*Data entries*
'''
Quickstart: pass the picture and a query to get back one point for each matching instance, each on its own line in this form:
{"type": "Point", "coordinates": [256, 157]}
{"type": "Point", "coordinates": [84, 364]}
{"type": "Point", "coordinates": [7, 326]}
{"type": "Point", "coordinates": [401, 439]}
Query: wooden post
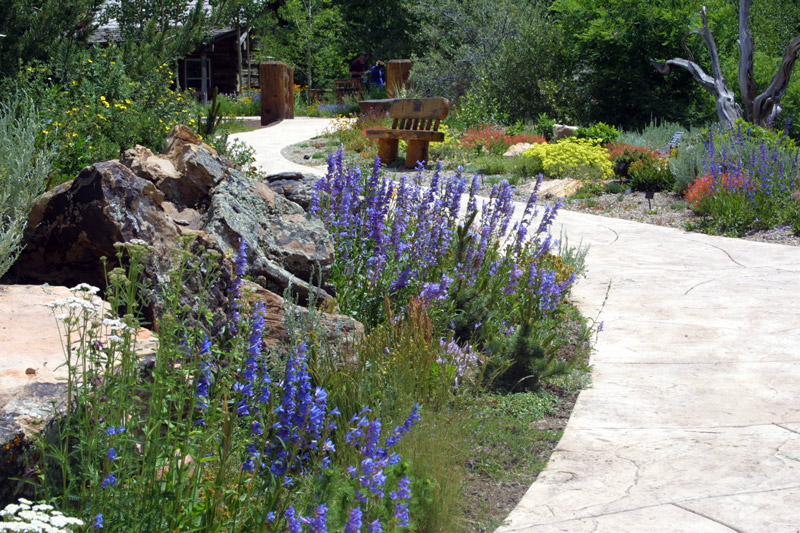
{"type": "Point", "coordinates": [397, 72]}
{"type": "Point", "coordinates": [272, 79]}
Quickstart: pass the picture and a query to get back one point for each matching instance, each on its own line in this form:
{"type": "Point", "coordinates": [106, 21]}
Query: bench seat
{"type": "Point", "coordinates": [416, 121]}
{"type": "Point", "coordinates": [416, 135]}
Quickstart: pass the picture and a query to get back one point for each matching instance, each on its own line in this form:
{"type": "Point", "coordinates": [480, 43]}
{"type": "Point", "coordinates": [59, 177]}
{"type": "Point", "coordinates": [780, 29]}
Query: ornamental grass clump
{"type": "Point", "coordinates": [23, 173]}
{"type": "Point", "coordinates": [749, 179]}
{"type": "Point", "coordinates": [484, 279]}
{"type": "Point", "coordinates": [214, 432]}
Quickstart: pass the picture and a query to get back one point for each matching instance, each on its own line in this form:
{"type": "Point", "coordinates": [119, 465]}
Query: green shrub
{"type": "Point", "coordinates": [101, 110]}
{"type": "Point", "coordinates": [522, 167]}
{"type": "Point", "coordinates": [544, 126]}
{"type": "Point", "coordinates": [577, 158]}
{"type": "Point", "coordinates": [599, 131]}
{"type": "Point", "coordinates": [651, 174]}
{"type": "Point", "coordinates": [686, 164]}
{"type": "Point", "coordinates": [23, 173]}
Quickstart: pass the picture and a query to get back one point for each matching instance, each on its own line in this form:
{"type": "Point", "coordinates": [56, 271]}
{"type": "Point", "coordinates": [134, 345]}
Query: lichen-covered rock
{"type": "Point", "coordinates": [157, 199]}
{"type": "Point", "coordinates": [340, 328]}
{"type": "Point", "coordinates": [295, 186]}
{"type": "Point", "coordinates": [287, 247]}
{"type": "Point", "coordinates": [72, 226]}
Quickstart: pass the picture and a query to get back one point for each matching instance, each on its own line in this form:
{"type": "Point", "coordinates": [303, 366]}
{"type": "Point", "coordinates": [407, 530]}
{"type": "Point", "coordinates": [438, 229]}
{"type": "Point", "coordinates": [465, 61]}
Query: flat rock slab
{"type": "Point", "coordinates": [31, 349]}
{"type": "Point", "coordinates": [33, 377]}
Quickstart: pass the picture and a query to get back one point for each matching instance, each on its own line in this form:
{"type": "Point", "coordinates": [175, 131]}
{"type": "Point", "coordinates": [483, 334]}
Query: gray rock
{"type": "Point", "coordinates": [294, 186]}
{"type": "Point", "coordinates": [287, 247]}
{"type": "Point", "coordinates": [72, 226]}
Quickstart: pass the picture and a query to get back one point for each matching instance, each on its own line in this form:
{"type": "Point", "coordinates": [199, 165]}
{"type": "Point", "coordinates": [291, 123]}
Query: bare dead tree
{"type": "Point", "coordinates": [761, 109]}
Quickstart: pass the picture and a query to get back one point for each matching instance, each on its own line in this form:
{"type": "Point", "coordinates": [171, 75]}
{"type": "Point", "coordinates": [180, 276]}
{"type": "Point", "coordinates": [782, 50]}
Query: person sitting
{"type": "Point", "coordinates": [358, 66]}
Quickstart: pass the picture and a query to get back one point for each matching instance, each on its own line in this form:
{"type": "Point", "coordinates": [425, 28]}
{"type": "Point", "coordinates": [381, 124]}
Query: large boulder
{"type": "Point", "coordinates": [161, 198]}
{"type": "Point", "coordinates": [288, 248]}
{"type": "Point", "coordinates": [75, 224]}
{"type": "Point", "coordinates": [338, 328]}
{"type": "Point", "coordinates": [297, 187]}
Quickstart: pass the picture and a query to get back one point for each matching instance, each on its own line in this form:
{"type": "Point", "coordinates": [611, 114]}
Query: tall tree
{"type": "Point", "coordinates": [41, 29]}
{"type": "Point", "coordinates": [759, 109]}
{"type": "Point", "coordinates": [391, 32]}
{"type": "Point", "coordinates": [305, 35]}
{"type": "Point", "coordinates": [609, 43]}
{"type": "Point", "coordinates": [154, 32]}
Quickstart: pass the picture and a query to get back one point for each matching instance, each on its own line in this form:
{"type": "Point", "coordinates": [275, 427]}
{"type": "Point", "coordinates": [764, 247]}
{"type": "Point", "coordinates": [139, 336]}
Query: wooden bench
{"type": "Point", "coordinates": [416, 121]}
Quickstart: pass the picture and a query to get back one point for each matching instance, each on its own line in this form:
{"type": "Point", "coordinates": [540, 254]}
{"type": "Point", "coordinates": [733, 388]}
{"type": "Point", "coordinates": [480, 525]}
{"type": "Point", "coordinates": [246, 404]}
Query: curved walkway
{"type": "Point", "coordinates": [693, 420]}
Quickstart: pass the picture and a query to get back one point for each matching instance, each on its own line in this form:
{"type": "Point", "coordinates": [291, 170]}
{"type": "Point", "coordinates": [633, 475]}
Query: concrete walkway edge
{"type": "Point", "coordinates": [693, 420]}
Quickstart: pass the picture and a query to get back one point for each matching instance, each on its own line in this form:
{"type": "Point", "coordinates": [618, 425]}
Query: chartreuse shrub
{"type": "Point", "coordinates": [214, 433]}
{"type": "Point", "coordinates": [490, 285]}
{"type": "Point", "coordinates": [23, 173]}
{"type": "Point", "coordinates": [749, 177]}
{"type": "Point", "coordinates": [584, 159]}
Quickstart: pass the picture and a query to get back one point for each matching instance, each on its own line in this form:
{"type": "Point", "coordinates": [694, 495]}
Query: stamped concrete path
{"type": "Point", "coordinates": [692, 423]}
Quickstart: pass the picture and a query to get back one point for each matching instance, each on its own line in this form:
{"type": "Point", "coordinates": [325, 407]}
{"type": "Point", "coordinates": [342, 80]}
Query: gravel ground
{"type": "Point", "coordinates": [664, 210]}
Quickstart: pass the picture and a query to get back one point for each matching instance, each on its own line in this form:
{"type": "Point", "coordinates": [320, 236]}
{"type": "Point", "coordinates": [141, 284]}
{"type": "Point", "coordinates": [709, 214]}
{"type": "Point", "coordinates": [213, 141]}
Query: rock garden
{"type": "Point", "coordinates": [377, 349]}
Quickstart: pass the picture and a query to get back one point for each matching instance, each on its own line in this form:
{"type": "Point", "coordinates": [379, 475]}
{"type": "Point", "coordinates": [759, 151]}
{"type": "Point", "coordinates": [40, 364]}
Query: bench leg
{"type": "Point", "coordinates": [387, 150]}
{"type": "Point", "coordinates": [417, 151]}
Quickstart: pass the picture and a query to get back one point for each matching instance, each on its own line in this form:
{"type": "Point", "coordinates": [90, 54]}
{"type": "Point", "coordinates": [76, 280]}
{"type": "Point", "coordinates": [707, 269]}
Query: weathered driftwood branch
{"type": "Point", "coordinates": [727, 110]}
{"type": "Point", "coordinates": [747, 84]}
{"type": "Point", "coordinates": [761, 109]}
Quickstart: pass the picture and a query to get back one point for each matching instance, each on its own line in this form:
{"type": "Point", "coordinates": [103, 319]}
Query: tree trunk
{"type": "Point", "coordinates": [727, 110]}
{"type": "Point", "coordinates": [762, 109]}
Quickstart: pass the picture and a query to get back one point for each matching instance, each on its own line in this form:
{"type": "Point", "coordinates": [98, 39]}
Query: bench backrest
{"type": "Point", "coordinates": [422, 114]}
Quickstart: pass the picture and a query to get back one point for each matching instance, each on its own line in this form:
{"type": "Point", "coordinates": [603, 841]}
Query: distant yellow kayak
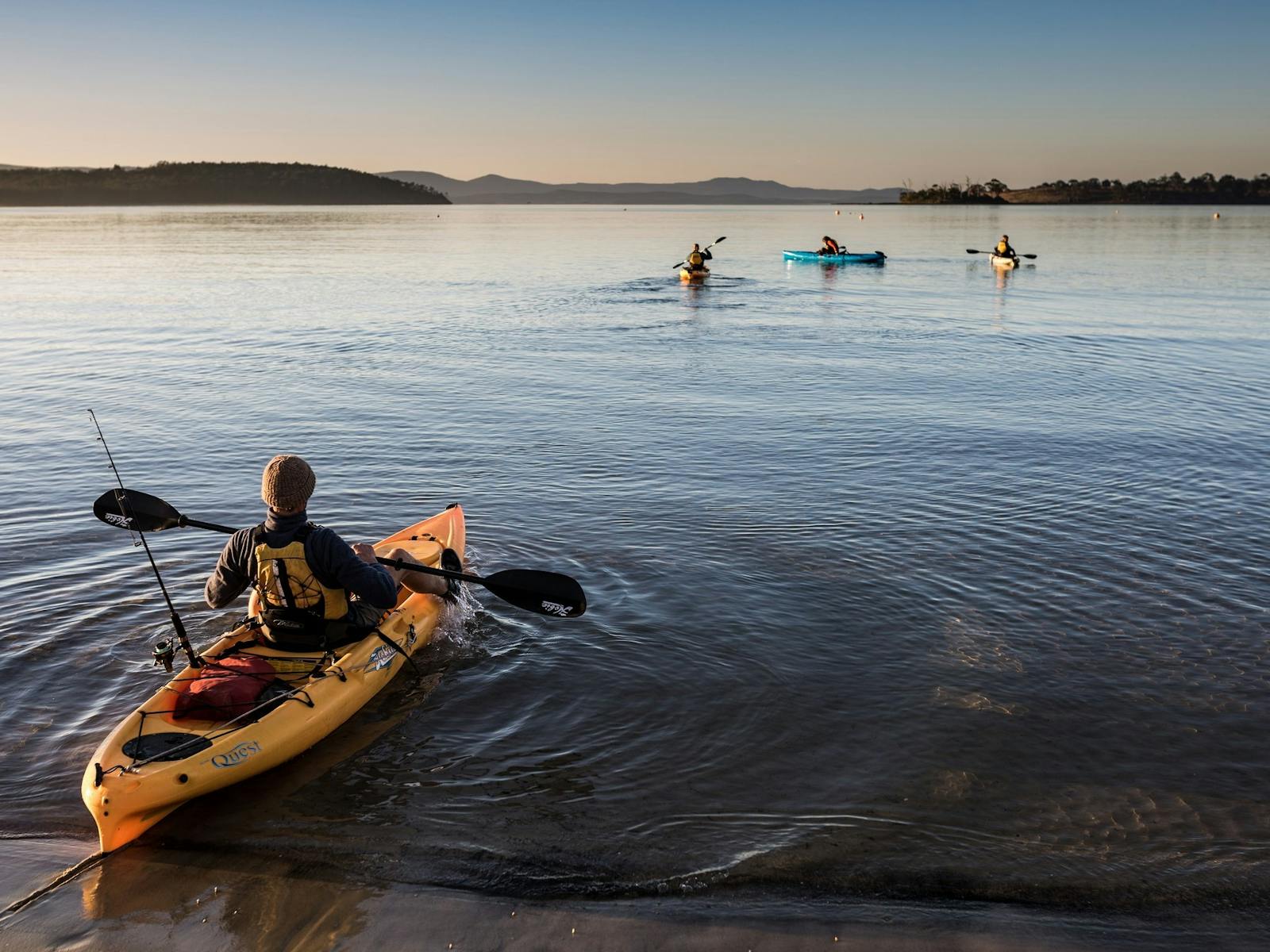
{"type": "Point", "coordinates": [152, 763]}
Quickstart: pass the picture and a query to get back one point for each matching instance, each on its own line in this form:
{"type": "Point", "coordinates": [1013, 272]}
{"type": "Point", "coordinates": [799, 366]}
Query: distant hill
{"type": "Point", "coordinates": [209, 183]}
{"type": "Point", "coordinates": [497, 190]}
{"type": "Point", "coordinates": [1165, 190]}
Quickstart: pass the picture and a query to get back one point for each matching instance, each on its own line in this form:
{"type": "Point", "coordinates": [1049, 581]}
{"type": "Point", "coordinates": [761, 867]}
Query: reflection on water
{"type": "Point", "coordinates": [929, 581]}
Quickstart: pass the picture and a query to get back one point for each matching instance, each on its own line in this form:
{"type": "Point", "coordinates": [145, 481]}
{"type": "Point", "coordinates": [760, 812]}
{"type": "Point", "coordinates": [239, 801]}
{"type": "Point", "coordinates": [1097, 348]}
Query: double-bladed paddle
{"type": "Point", "coordinates": [546, 593]}
{"type": "Point", "coordinates": [977, 251]}
{"type": "Point", "coordinates": [724, 238]}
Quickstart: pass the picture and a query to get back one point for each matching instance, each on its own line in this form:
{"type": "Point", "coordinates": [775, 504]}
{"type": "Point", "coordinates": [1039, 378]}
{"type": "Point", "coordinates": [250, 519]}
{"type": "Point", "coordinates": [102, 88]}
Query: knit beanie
{"type": "Point", "coordinates": [287, 482]}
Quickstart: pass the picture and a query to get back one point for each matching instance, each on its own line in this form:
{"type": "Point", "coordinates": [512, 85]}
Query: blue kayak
{"type": "Point", "coordinates": [867, 258]}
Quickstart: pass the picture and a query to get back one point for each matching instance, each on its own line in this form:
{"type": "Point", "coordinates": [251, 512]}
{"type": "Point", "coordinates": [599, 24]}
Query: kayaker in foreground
{"type": "Point", "coordinates": [698, 258]}
{"type": "Point", "coordinates": [315, 590]}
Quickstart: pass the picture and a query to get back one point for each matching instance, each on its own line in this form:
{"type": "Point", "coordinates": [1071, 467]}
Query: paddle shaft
{"type": "Point", "coordinates": [724, 238]}
{"type": "Point", "coordinates": [194, 660]}
{"type": "Point", "coordinates": [977, 251]}
{"type": "Point", "coordinates": [391, 562]}
{"type": "Point", "coordinates": [541, 592]}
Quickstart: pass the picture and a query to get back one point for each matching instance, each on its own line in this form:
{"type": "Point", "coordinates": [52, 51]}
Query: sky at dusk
{"type": "Point", "coordinates": [826, 94]}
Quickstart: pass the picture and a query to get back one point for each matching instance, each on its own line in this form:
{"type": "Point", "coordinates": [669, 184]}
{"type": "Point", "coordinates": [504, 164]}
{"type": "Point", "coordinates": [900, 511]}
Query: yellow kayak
{"type": "Point", "coordinates": [152, 763]}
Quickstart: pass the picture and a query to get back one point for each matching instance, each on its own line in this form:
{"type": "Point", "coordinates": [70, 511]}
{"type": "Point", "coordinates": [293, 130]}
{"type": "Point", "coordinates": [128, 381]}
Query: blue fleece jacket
{"type": "Point", "coordinates": [332, 560]}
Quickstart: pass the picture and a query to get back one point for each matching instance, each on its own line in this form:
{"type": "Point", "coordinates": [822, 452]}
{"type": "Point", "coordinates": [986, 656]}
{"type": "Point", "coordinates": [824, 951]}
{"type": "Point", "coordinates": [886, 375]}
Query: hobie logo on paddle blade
{"type": "Point", "coordinates": [233, 758]}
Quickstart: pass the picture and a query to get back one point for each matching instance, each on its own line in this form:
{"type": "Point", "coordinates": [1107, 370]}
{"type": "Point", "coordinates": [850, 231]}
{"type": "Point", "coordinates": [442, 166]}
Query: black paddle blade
{"type": "Point", "coordinates": [137, 512]}
{"type": "Point", "coordinates": [545, 593]}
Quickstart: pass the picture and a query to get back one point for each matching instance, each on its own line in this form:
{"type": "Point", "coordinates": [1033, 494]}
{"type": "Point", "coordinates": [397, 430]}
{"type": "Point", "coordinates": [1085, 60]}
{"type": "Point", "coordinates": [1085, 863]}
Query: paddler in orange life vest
{"type": "Point", "coordinates": [314, 589]}
{"type": "Point", "coordinates": [698, 258]}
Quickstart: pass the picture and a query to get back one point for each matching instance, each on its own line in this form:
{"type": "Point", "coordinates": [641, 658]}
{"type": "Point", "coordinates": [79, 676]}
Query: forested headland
{"type": "Point", "coordinates": [209, 183]}
{"type": "Point", "coordinates": [1166, 190]}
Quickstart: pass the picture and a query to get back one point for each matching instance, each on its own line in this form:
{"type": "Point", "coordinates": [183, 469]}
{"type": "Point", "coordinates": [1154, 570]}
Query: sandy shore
{"type": "Point", "coordinates": [148, 898]}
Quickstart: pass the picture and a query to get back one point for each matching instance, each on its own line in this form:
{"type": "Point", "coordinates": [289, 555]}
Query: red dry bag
{"type": "Point", "coordinates": [225, 689]}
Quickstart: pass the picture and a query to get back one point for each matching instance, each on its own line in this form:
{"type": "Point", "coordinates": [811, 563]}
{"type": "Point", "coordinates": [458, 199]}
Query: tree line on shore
{"type": "Point", "coordinates": [209, 183]}
{"type": "Point", "coordinates": [1165, 190]}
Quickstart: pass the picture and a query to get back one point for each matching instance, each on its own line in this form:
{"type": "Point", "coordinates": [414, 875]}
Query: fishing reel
{"type": "Point", "coordinates": [164, 654]}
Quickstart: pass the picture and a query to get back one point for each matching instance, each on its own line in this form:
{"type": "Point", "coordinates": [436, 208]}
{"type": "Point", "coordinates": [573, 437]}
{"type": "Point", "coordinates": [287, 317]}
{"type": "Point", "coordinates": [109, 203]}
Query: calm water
{"type": "Point", "coordinates": [920, 582]}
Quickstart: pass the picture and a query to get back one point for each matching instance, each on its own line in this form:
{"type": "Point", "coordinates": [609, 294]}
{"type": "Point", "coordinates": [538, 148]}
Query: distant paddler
{"type": "Point", "coordinates": [696, 259]}
{"type": "Point", "coordinates": [695, 264]}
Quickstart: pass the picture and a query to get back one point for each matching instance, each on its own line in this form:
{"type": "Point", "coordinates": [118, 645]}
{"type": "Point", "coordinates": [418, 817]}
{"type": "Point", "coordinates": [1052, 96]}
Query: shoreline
{"type": "Point", "coordinates": [133, 899]}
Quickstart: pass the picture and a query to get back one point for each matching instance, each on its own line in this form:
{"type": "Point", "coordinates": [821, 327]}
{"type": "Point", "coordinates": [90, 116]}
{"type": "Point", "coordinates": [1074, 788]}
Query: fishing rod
{"type": "Point", "coordinates": [163, 649]}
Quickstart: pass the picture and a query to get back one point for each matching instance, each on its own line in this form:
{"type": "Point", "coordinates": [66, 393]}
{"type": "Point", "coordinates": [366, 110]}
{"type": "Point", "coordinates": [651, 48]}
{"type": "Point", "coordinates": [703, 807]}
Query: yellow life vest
{"type": "Point", "coordinates": [286, 584]}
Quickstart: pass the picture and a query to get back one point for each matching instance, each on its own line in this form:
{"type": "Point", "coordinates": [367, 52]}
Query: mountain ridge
{"type": "Point", "coordinates": [499, 190]}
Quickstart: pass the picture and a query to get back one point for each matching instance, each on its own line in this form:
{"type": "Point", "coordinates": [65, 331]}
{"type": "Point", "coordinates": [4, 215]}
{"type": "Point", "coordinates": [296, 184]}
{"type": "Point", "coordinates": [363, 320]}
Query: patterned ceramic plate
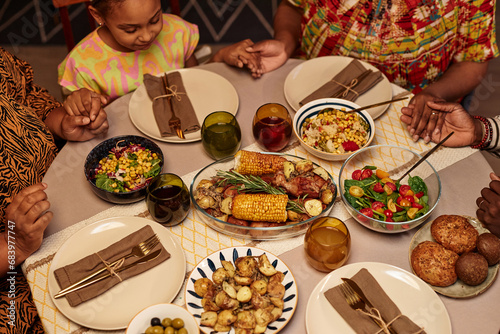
'''
*GOAL*
Pick out each line of the listing above that contains the word "yellow" and copy it.

*RESPONSE TO THIS TASK*
Query: distant yellow kayak
Query: yellow kayak
Query: yellow life vest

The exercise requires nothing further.